Challenge: Extract all of the entries and give them again, word for word.

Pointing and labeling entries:
★ ★ ★ ★ ★

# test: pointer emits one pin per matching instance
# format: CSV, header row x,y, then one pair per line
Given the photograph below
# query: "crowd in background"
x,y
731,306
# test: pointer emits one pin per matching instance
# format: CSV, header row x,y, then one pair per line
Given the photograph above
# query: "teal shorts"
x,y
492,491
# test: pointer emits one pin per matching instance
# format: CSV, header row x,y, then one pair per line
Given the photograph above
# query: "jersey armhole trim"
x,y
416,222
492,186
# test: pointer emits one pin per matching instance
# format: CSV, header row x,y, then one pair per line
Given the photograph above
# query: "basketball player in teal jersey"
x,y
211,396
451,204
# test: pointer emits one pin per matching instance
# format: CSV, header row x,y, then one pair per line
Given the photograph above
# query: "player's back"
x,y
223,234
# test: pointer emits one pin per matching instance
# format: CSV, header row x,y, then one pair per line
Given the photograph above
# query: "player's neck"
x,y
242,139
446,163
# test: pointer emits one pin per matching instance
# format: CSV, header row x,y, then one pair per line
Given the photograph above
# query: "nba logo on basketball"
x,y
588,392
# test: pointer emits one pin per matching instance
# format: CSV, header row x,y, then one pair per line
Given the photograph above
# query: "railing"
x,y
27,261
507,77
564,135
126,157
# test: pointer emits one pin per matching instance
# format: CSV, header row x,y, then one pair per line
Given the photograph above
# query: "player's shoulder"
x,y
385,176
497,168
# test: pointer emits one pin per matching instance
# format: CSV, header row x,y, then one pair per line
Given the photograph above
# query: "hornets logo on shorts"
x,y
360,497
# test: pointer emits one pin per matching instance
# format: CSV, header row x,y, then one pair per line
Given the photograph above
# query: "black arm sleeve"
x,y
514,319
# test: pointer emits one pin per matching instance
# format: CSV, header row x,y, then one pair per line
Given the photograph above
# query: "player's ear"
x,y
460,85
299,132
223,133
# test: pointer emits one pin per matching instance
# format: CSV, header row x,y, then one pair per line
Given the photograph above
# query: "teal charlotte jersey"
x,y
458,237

★ ★ ★ ★ ★

Result of this task:
# test: pointer emits one pin per matching instance
# format: CSV, header row x,y, then one pair per line
Given the photograph below
# query: "crowd in background"
x,y
731,306
# test: pointer emits one pin per matching instance
# format: CSV, header row x,y, then one pair per line
Given the photograph above
# query: "teal shorts"
x,y
492,491
# test: pointer emits one pin per matching instance
# format: CSV, header row x,y, then one pair per line
Given the photograph above
# query: "jersey armhole trim"
x,y
416,222
492,186
# test: pointer emits one pin per matching instance
# format: CSV, header row x,y, then one pair per line
Given the photograph above
# query: "basketball player in teal jersey"
x,y
211,396
451,204
# test: pointer emits one pin per matching instance
# format: CSV, header row x,y, then one pair per line
Given the photograph above
# query: "player's back"
x,y
223,234
# test: pointer emits one pin per matching instance
# format: CSV, header row x,y, then one pair per line
Given the photograph above
# query: "player's neck"
x,y
242,139
446,163
# test: pointer emits one pin per matching instance
# format: CSV, header row x,y, then one pair per line
Given the photograph above
# query: "nba logo on basketball"
x,y
588,392
# test: pointer emits one pin per matching instance
# format: CSV, header row x,y, then one pair per line
Given the photograph above
# query: "railing"
x,y
27,261
507,77
564,135
126,157
# test: pointer emits one pin per matching instance
# format: CSV, header row x,y, then one pair per line
Given the photograph above
# query: "player's shoulder"
x,y
385,176
497,168
# test: pointer emits one pin per matching instance
# format: CSV, header row x,y, then one pair per line
Given the photograph above
# query: "hornets logo on shorts"
x,y
360,497
# test: pointer emits one pin per matching instance
# format: CSV, header row x,y, then one pair per line
Given the photograph above
# query: "black arm sleeve"
x,y
514,319
# test: pointer emits one pin per matching instance
# format: CSV, header row x,y, then one pair per line
Given the photograph above
# query: "player's ear"
x,y
460,85
299,132
223,133
# test: pointer emits one pin per matching instance
# format: CSV, header row x,y, then one pair per line
Given the photograph above
# query: "teal charlotte jersey"
x,y
458,237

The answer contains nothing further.